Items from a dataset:
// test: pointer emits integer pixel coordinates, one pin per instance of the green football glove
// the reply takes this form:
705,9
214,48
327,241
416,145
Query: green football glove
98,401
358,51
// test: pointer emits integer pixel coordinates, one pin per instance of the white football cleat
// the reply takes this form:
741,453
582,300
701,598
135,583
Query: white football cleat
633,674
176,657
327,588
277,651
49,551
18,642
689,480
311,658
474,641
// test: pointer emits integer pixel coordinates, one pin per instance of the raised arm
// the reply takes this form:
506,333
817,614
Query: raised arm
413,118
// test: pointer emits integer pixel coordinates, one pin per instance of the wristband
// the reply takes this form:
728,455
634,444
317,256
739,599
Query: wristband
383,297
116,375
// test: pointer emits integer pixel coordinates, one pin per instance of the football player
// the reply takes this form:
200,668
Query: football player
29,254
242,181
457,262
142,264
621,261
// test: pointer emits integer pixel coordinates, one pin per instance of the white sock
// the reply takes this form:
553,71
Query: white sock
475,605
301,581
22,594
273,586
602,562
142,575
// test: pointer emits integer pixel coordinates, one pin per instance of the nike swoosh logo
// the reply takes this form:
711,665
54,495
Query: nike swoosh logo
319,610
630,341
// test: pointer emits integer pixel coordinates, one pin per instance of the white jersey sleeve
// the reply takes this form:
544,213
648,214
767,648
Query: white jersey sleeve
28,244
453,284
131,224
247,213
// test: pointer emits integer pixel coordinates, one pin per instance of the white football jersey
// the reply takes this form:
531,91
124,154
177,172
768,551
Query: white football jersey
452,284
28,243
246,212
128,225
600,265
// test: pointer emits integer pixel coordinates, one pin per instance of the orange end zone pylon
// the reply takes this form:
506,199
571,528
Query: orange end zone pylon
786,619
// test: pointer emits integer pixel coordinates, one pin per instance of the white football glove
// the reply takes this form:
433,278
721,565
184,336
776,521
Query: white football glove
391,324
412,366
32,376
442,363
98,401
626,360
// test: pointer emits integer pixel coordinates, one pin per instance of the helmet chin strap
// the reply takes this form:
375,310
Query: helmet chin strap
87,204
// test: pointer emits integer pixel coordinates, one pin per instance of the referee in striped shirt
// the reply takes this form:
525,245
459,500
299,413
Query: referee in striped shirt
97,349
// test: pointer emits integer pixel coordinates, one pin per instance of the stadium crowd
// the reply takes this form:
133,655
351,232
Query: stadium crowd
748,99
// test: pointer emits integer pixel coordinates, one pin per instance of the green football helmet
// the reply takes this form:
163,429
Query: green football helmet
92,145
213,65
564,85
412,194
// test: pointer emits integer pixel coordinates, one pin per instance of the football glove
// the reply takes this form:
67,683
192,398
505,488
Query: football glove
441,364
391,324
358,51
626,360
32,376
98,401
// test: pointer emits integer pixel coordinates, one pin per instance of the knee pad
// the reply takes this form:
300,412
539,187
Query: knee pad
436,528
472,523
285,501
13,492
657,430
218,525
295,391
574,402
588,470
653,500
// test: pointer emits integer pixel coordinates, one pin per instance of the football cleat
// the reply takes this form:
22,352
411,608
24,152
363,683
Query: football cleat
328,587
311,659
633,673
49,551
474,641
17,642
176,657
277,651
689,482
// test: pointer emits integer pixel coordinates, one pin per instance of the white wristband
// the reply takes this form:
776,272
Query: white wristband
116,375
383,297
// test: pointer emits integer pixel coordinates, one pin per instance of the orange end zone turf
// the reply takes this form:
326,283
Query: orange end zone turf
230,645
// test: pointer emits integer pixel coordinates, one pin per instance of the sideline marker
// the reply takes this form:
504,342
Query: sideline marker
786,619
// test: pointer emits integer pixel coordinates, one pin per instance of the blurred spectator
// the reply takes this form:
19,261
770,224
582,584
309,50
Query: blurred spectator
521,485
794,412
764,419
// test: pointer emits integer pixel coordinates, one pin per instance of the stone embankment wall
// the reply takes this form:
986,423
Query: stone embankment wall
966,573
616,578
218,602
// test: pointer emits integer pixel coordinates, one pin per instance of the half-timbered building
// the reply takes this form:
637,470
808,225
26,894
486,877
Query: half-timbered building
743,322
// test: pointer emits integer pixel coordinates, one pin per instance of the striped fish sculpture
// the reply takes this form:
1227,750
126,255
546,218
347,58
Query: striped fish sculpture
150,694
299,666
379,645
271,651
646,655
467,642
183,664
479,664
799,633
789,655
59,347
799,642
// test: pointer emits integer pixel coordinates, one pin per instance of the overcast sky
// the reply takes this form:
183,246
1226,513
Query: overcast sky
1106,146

▸ **WORK REQUEST**
Give a word-for-word copy of the records.

▸ **SOLUTION TO THE PROBLEM**
// test: pointer emits integer pixel coordinates, one pin per instance of the green football glove
// the reply takes this form:
705,9
214,48
327,241
416,145
Query: green football glove
98,401
358,51
// test: pointer emits integer pixel coordinates, one pin per instance of the white football cleat
// the reply takes this form:
741,453
582,300
701,598
135,583
Query: white football cleat
633,674
176,657
327,588
277,651
49,551
18,642
689,480
311,658
474,641
// test: pointer emits integer pixel coordinates, one pin per instance of the raised arm
// the reply takes this form:
506,333
817,614
Query: raised arm
413,118
// test: pointer emits integer pixel coordinates, one pin per instance of the wristband
// the reply takes this form:
728,455
634,444
317,256
739,599
Query: wristband
383,297
116,375
// test: pointer emits integer pixel coordinates, one pin per instance of the football player
// the reply takes this form:
200,668
Query: football player
29,254
242,181
457,262
142,264
621,261
// test: pointer emits integer pixel coordinates, one pin per instance of the white sock
// the reply takes this form:
553,71
Query: white sock
475,605
301,581
22,594
273,586
602,562
142,575
// test: pointer emits integer pixel coordinates, one pin per instance of the nike swoosh logo
// the reply takes this form:
711,665
54,495
Query: nike swoosh logo
319,610
630,341
// test: pointer emits integer pixel coordinates, one pin per instance of the white jersey sleeve
// the reply takes this form:
544,213
648,214
767,648
Query: white jersey sleeve
28,244
453,284
131,224
247,213
// test: pointer emits integer pixel coordinates, one pin per instance of the white football jersey
// the reply takes this form:
531,91
124,154
177,172
768,551
Query: white football jersey
452,284
28,243
246,212
128,225
600,265
// test: pointer emits integer pixel coordinates, one pin per instance of the orange end zone pylon
// the reply takes this form:
506,199
571,528
Query: orange end zone pylon
786,619
// test: pointer emits integer pixel coordinates, one pin per instance of the white football glove
// the reply takes this form:
433,278
721,565
184,336
776,521
Query: white football glove
391,324
412,366
32,376
442,363
98,401
626,360
// test: pointer emits integer pixel coordinates, one pin per instance of the helmet chin strap
// the reply takes this form:
375,310
Query: helmet chin strap
87,204
// test: pointer emits integer pixel coordinates, one pin per instance of the referee in striped shirt
// the reply takes this form:
525,245
459,500
299,413
Query: referee in striped shirt
97,349
// test: pointer emits integer pixel coordinates, one pin per instance of the stadium crowd
// the reply takes this form:
133,655
351,232
Query: stadium crowd
748,99
// test: pointer emits integer pixel coordinates, one pin per instance of the green football helmet
// the reply takes this form:
163,429
Query: green football helmet
92,145
213,65
564,85
412,194
// test: pointer emits integer pixel coordinates, one pin per instance of the football glove
// the reply takes this form:
67,683
192,398
505,488
Query: football glove
441,364
391,324
358,51
626,360
32,376
98,401
// test: pointer emits integer pixel coordinates, one pin per instance of the knee pad
// the reply takes this form:
300,412
539,187
Query: knee pad
436,528
472,523
285,501
13,492
657,430
218,525
295,391
574,402
588,470
653,500
// test: pointer emits integer pixel coordinates, one pin per instance of the football cleat
// the reply takes this form:
22,352
411,608
24,152
363,683
Query: football cleat
328,587
311,659
633,673
49,551
474,641
17,642
176,657
277,651
689,482
// test: pointer emits integer pixel coordinates, one pin per instance of the white wristband
// the reply takes this form:
776,272
Query: white wristband
116,375
383,297
// test: pointer emits integer pixel coordinates, one pin per instance of the orange end zone turf
// the reply takes this form:
326,283
Query: orange end zone turf
230,645
// test: pointer emits integer pixel coordinates, one pin per instance of the sideline marker
// the reply takes this form:
504,342
Query: sideline marker
786,619
// test: pointer emits integer pixel coordinates, one pin per instance of the blurred spectator
// the reply takes this form:
19,261
770,224
582,584
309,50
Query: blurred spectator
521,485
794,412
764,419
// test: pointer emits integer pixel coordinates, one pin per instance of the stone embankment wall
// the reply takes this form:
986,423
Query: stone embankment wall
966,573
616,578
218,602
// test: pointer emits integer pixel coordinates, one pin per instance of the half-timbered building
// the reply takes this form:
637,470
808,225
26,894
486,877
Query: half-timbered building
743,322
// test: pointer emits integer pixel coordinates, one pin per instance of the striped fish sculpture
// the reply takes this form:
1227,750
126,255
546,218
347,58
Query: striped fish sculpture
150,694
299,666
379,645
271,651
646,655
467,642
183,664
479,664
799,633
789,655
59,347
799,642
// test: pointer emits integer pixel coordinates, one pin per instance of the overcast sky
// the reply takes this form:
183,246
1226,513
Query: overcast sky
1106,146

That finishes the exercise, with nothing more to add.